-- SOURCE EXTRACT --
2.1 Hardware Requirements for Specific AI Training Task Use Cases

What the exam tests

Matching AI workload types to the correct NVIDIA GPU/system, understanding why different workloads have different hardware needs (memory, bandwidth, FLOPS, form factor).

GPU selection by workload

Data Center GPU Use Case Matrix

NVIDIA’s official workload-to-GPU mapping:

Workload	Recommended GPUs	Why
Deep Learning Training & Data Analytics	B200, GH200, H100, L40S	Highest FLOPS + HBM bandwidth for gradient compute
Deep Learning Inference	B200, GH200, H100, L40S, L40, L4	Wide range; choose by model size and latency req
HPC & Scientific Computing & AI	B200, GH200, H100, L40S	FP64 compute (H100), large memory capacity
Omniverse / Render Farms	L40S	RT Cores + GPU rendering; no need for HBM
Virtual Workstation	L40	Professional graphics + AI
Virtual Desktop (VDI)	L4	Power-efficient; vGPU support; 72W TDP
AI Video	L40S, L4	Hardware video encode/decode engines
Far Edge Acceleration	L4	Low power; fits in standard PCIe slots

Hardware dimensions that determine GPU selection

1. GPU Memory (VRAM)

-- EXTRACTED DATA --
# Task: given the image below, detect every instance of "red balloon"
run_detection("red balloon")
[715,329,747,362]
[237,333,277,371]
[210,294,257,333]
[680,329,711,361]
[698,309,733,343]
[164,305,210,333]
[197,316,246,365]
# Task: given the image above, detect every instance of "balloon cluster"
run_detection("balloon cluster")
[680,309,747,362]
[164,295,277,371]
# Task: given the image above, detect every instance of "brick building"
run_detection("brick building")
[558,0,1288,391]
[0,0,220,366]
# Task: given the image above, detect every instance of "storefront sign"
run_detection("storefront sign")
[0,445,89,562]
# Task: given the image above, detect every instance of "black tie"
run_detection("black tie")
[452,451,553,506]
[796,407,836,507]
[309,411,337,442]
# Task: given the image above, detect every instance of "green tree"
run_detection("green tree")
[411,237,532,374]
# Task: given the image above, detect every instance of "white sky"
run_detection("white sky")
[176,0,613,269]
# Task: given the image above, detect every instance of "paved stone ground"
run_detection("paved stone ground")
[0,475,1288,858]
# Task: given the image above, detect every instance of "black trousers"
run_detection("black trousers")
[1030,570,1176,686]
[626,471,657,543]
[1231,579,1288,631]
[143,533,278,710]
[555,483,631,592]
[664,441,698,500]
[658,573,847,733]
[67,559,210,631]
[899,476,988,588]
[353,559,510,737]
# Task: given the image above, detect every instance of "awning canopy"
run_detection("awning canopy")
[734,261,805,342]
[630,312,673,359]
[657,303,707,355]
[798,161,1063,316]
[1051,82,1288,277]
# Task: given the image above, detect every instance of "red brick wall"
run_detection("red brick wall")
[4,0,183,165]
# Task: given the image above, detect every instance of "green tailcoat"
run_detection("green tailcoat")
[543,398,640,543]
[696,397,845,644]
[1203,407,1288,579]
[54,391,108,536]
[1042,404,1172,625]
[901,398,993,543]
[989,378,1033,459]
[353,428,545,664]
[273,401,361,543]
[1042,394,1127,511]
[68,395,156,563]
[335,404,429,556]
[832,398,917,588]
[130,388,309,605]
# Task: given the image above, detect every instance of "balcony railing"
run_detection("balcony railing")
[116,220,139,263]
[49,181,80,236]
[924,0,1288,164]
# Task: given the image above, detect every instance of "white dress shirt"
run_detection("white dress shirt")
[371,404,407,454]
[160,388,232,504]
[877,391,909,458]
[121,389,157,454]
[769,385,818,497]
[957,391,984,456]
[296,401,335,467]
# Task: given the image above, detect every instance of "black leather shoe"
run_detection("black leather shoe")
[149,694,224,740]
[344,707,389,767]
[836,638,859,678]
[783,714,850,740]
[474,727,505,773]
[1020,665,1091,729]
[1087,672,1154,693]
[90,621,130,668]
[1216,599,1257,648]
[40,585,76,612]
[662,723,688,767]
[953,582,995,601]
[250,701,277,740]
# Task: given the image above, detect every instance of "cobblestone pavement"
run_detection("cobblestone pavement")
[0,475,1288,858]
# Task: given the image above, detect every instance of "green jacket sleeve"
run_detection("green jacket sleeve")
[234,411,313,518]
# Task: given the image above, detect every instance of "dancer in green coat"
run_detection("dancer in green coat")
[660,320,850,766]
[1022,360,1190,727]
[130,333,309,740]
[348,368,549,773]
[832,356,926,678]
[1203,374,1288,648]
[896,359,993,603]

-- ASSIGNMENT --
Reproduce word for word the passage of the GPU hardware requirements text above that begins at "What the exam" and stops after "FLOPS, form factor).".

-- FINISHED EXERCISE --
What the exam tests

Matching AI workload types to the correct NVIDIA GPU/system, understanding why different workloads have different hardware needs (memory, bandwidth, FLOPS, form factor).